--- What to do ---
Please decide whether each of these statements agrees with the thread about a lunch in Oxford, giving yes or no and quoting the words that decide it: 1. Sarah wants to attend the gardening event at the NEC. 2. Astrid is free to join the June weekend. 3. Jayne names Saturday as the likely day.

--- Document ---
--------------------------------------------------
# Lunch in Oxford - June



## jayneanthea (Feb 4, 2005)

Looking forward to finally putting faces to names!!


----------



## sas jane v (Aug 7, 2003)

Jayne -are we going ahead then ? only asking as I want to go to the gardening at NEC that week and wanted to book fairly soon -otherwise still keen to come 

  Sarah xx


----------



## jayneanthea (Feb 4, 2005)

Hi Sarah - that sounds like a good alternative!!! We all seem to be VERY keen gardeners!!!   Is that really really silly at this late stage?? Birmingham is so easy to get to - I went to Gardeners World a few years ago and the train takes you straight in!

Saturday seems to be it! 

Jayne


----------



## astrid (Feb 10, 2003)

hi jayne and sarah and girls
I am sorry i havent been around for a while, but i am very interested in a future meetup..i would love to have joined you on the june weekend (if you will have me) but i have something booked....I would love to meet you all and i hope that there will be a gathering sometime in the future. I hate the thought of missing out!!!!.

take care astridxxxx


----------



## jayneanthea (Feb 4, 2005)

Hi Astrid, Juels and Sarah

It's such a shame - it would have been so nice to meet you. It is so difficult finding a time to suit everyone - hopefully we can do it again before the end of the summer.    

Juels  -please get the day off!!!!

Sarah - are you going to any other gardening show as I and I am sure  a few others could all get together to come along too!  Are you still coming on 18th ?  The Oxford Botanic Garden is well worth a visit while you are there!
--------------------------------------------------
--- Recorded data ---
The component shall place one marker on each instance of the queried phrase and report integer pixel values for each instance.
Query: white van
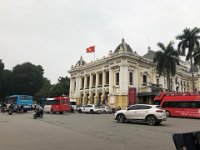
--------------------------------------------------
--- Correct output ---
1. Yes: "I want to go to the gardening at NEC that week"
2. No: "but i have something booked"
3. Yes: "Saturday seems to be it!"